▶ Work required
Everything from the line containing "In the picture above, where can the distant" through the final line of the records must be transcribed verbatim; nothing else belongs in the result.

▶ Material for this exercise
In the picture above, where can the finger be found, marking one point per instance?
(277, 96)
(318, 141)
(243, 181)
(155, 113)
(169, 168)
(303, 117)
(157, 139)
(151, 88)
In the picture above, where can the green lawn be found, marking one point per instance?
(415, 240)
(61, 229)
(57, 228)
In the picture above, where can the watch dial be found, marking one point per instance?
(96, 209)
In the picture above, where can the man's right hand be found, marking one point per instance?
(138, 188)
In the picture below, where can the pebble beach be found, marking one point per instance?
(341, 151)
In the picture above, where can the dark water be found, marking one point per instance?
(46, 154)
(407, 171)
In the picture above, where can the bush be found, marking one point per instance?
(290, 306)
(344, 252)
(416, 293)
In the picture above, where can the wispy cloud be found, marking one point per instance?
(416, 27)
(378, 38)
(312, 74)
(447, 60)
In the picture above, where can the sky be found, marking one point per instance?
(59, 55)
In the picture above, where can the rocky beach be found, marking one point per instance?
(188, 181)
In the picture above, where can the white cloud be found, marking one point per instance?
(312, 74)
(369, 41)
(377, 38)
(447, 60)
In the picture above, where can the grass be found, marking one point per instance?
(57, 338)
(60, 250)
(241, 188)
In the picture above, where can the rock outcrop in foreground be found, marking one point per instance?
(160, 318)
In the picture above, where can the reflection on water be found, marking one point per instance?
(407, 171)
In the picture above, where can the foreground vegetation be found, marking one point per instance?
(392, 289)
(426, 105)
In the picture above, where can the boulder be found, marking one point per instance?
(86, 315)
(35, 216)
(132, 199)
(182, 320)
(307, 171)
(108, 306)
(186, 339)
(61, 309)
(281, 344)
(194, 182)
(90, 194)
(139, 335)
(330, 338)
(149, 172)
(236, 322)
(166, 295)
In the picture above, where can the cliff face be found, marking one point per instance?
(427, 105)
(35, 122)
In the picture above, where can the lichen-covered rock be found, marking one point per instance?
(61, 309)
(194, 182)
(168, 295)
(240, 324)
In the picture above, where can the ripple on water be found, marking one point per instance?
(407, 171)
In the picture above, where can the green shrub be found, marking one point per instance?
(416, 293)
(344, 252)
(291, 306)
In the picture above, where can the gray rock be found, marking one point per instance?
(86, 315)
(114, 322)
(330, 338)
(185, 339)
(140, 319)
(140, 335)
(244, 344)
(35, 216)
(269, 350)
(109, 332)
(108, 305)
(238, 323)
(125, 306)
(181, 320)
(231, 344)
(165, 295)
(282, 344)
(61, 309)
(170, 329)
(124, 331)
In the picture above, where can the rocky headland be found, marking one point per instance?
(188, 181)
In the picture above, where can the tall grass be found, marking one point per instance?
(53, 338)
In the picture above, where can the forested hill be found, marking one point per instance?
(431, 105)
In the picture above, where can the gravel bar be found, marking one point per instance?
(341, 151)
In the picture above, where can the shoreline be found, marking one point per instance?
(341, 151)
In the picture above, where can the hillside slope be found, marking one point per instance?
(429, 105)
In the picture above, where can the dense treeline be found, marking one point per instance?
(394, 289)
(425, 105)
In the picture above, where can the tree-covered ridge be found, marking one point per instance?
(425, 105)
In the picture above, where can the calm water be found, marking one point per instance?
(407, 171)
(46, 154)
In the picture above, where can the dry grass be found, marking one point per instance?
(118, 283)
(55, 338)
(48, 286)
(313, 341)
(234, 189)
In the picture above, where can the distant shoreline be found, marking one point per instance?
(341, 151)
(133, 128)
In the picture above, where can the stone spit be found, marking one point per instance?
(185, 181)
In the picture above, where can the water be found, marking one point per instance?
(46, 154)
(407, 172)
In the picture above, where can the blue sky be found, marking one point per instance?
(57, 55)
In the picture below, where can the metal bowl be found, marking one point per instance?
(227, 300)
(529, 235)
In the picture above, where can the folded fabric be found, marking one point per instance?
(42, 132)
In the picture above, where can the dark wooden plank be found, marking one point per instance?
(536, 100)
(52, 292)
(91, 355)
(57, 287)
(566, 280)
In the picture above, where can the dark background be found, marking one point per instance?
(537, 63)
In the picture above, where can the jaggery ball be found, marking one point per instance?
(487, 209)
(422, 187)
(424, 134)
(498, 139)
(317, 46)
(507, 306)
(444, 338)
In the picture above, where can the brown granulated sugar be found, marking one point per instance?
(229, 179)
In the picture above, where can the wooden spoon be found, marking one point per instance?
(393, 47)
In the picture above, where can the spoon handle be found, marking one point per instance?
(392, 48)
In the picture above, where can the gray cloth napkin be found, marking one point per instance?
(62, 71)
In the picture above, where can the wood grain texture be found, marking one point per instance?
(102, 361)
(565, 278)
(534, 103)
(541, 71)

▶ Correct result
In the picture above, where can the distant shoreline be found, marking one point per instance?
(341, 151)
(133, 128)
In the picture above, where can the stone spit be found, marking one point per instance?
(185, 181)
In the picture above, where can the water be found, marking one point per instance?
(46, 154)
(407, 172)
In the picture above, where can the blue sky be found, marking one point per instance?
(57, 55)
In the picture below, where can the metal bowl be found, marking one point per instance?
(227, 300)
(529, 235)
In the picture above, where can the folded fabric be found, marking one point per instance?
(42, 132)
In the picture above, where can the dark wooden plank be found, marking one point per instance?
(536, 100)
(52, 292)
(91, 355)
(57, 287)
(566, 280)
In the picture above, where can the dark background be found, marking one point per instance?
(537, 63)
In the picture above, where can the jaggery ball be found, marking one point per instance?
(487, 209)
(422, 187)
(424, 134)
(498, 139)
(317, 46)
(507, 306)
(444, 338)
In the picture above, where can the brown granulated sugar be found, marking one point per instance?
(229, 179)
In the picture above, where can the wooden spoon be found, marking one point per instance?
(393, 47)
In the picture above, where can the spoon handle be found, marking one point per instance?
(392, 48)
In the picture above, where can the gray cloth napkin be found, marking one point per instance?
(62, 71)
In the picture above, where can the wood grain texture be found, marking one point per instance?
(102, 361)
(565, 278)
(534, 103)
(541, 71)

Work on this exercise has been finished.